Data extracted from a collection:
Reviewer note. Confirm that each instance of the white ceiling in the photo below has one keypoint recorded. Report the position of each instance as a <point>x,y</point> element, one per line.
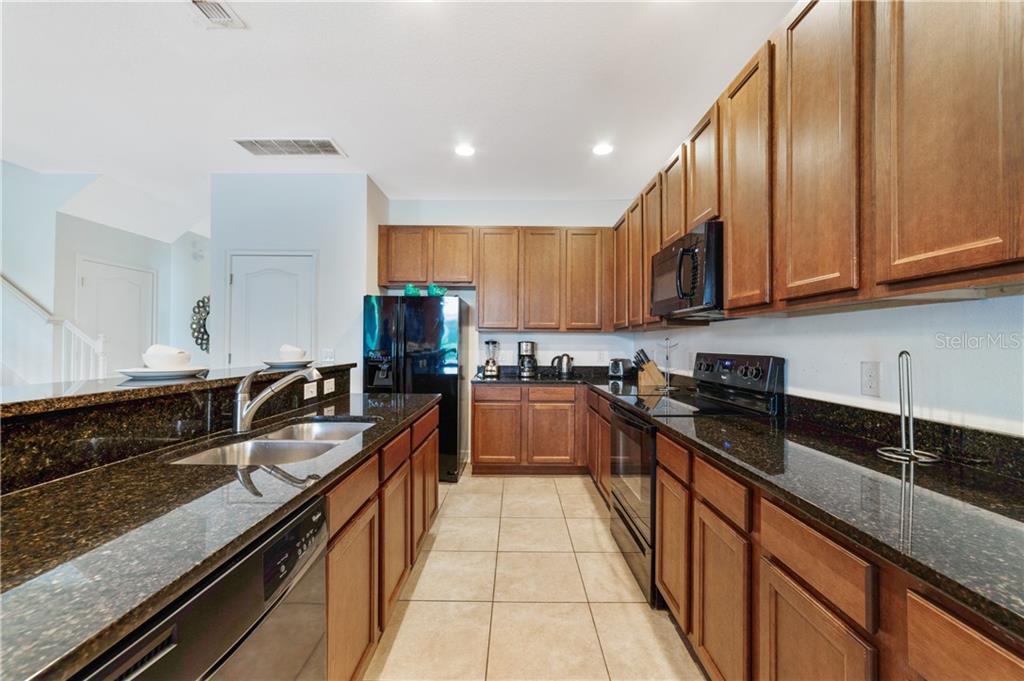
<point>141,92</point>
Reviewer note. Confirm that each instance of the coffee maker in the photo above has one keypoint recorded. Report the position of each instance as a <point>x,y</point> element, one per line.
<point>527,359</point>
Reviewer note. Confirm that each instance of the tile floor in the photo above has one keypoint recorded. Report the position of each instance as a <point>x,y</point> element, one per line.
<point>519,579</point>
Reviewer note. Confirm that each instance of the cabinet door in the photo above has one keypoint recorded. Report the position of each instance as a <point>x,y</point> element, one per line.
<point>634,224</point>
<point>395,495</point>
<point>800,638</point>
<point>672,554</point>
<point>352,596</point>
<point>543,254</point>
<point>747,209</point>
<point>721,596</point>
<point>498,284</point>
<point>550,432</point>
<point>704,171</point>
<point>816,250</point>
<point>408,255</point>
<point>651,241</point>
<point>949,101</point>
<point>674,198</point>
<point>621,317</point>
<point>454,254</point>
<point>497,432</point>
<point>584,277</point>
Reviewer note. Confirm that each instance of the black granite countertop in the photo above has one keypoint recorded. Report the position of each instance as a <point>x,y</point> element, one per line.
<point>90,557</point>
<point>967,535</point>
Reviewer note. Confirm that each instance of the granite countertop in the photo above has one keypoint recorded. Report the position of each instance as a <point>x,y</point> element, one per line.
<point>967,536</point>
<point>88,558</point>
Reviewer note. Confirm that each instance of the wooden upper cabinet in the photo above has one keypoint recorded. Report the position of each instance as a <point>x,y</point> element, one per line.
<point>498,285</point>
<point>747,208</point>
<point>949,102</point>
<point>584,279</point>
<point>454,255</point>
<point>634,224</point>
<point>817,235</point>
<point>651,240</point>
<point>674,198</point>
<point>620,316</point>
<point>543,253</point>
<point>704,171</point>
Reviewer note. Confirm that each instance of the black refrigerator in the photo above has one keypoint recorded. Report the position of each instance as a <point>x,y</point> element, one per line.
<point>418,344</point>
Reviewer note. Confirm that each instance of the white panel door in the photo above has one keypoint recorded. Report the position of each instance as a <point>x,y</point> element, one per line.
<point>118,302</point>
<point>272,302</point>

(BRIEF): Include both ends. Return the line holding "Reviewer note. Confirm that each instance of the black granite" and all lines after it in the records above, exactly as written.

(SOLVED EXERCISE):
Reviewer note. Confirm that each instance of the black granite countertop in the photo above has one keypoint recorded. Report the position of each instance as a <point>x,y</point> element, one per line.
<point>90,557</point>
<point>967,535</point>
Reviewer note. Confirm that each instance of the granite countertop in the photo above has one keypoint recorded. Report the position of each instance as a <point>x,y</point> element, one per line.
<point>967,536</point>
<point>88,558</point>
Reviewer note. Confirm that each instance of the wooden upper cabinet in the photo above has one keypoint recorded. Report the position of each instance as a <point>x,y</point> element, one per line.
<point>498,285</point>
<point>747,208</point>
<point>949,102</point>
<point>584,279</point>
<point>454,255</point>
<point>634,224</point>
<point>817,235</point>
<point>651,240</point>
<point>674,198</point>
<point>620,316</point>
<point>543,253</point>
<point>704,171</point>
Reviewer note. Confirm that each instance of the black refrigerator in the photo above has one keypoint recorded. Report the position of each instance as a <point>x,y</point> element, one per line.
<point>418,344</point>
Reviewer note. Confirm that each instance of the white panel door in the photo above has one keypoint recorded. Report the position of each instance as a <point>x,y</point> element, one per line.
<point>118,302</point>
<point>272,302</point>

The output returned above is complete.